PROBLEM TO WORK ON =>
Nothing in the data should be left out, so repeat it all exactly.

DATASET RECORDS START

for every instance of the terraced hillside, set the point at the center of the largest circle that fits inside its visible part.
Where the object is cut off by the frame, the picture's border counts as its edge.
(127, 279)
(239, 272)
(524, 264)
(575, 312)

DATASET RECORDS END

SOLUTION =>
for every instance of the terraced hillside, set the point at the center of the largest circle that fits inside its visible part.
Where the object is cut off by the frame, the picture's border counts as its edge.
(127, 279)
(239, 272)
(524, 264)
(575, 312)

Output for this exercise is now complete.